### WHAT NEEDS TO BE DONE:
Please pull out every line of the records that contains the string "striped" and copy each one in full.

### SUPPLIED ENTRIES:

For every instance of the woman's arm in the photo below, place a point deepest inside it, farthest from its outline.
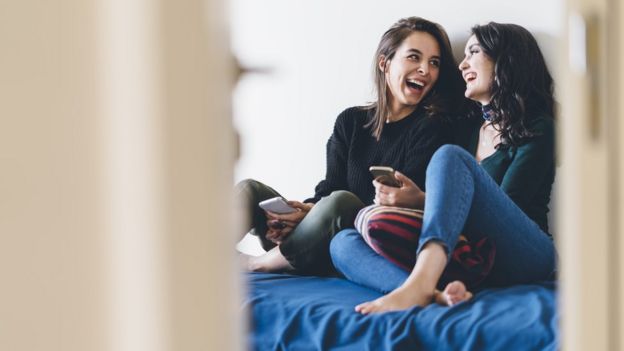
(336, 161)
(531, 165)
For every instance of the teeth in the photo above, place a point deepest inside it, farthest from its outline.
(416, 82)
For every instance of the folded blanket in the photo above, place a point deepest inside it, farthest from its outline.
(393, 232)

--

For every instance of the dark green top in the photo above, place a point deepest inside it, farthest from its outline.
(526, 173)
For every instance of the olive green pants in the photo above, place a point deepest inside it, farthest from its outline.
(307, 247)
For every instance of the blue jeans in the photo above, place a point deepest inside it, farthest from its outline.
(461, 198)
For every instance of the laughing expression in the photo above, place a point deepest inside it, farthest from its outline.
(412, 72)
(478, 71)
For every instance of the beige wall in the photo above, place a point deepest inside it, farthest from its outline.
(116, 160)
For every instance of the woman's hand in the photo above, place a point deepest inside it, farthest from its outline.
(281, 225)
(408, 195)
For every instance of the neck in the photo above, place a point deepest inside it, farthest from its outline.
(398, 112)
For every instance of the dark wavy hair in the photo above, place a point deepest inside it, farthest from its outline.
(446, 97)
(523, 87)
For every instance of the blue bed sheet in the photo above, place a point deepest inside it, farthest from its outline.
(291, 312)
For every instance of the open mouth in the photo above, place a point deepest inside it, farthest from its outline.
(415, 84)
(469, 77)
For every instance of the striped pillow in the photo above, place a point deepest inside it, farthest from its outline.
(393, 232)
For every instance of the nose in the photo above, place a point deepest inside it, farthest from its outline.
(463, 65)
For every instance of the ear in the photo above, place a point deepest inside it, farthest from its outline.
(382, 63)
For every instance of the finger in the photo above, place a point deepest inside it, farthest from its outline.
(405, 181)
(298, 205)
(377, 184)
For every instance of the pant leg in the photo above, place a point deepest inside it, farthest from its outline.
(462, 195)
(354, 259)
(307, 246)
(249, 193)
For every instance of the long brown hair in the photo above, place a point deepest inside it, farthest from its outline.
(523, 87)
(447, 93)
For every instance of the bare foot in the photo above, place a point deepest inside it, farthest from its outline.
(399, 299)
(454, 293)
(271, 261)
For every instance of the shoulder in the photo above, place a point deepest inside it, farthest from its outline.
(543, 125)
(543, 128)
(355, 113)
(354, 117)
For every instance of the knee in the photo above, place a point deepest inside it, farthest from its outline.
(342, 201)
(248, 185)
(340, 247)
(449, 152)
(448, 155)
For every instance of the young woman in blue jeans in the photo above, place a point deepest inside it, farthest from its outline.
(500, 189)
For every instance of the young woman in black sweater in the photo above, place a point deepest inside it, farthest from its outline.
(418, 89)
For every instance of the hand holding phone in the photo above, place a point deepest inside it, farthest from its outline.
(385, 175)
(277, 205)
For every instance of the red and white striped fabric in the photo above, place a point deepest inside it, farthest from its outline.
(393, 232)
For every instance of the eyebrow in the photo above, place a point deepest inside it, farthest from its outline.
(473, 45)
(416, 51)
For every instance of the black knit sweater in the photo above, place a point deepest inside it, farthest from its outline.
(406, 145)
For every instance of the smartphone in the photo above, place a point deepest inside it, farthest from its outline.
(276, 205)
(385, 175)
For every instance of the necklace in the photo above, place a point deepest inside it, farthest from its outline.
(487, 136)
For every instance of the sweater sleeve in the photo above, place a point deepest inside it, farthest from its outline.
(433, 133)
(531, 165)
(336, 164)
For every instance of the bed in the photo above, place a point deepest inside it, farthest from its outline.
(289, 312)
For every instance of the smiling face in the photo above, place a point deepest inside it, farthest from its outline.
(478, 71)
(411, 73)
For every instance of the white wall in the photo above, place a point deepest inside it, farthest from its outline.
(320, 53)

### ANSWER TO THIS EXERCISE:
For every instance of the striped pillow in the photo above, place a point deepest inside it, farthest from its outline.
For every instance of the red and white striped fabric in the photo above, place a point deepest inside it, farthest from its outline.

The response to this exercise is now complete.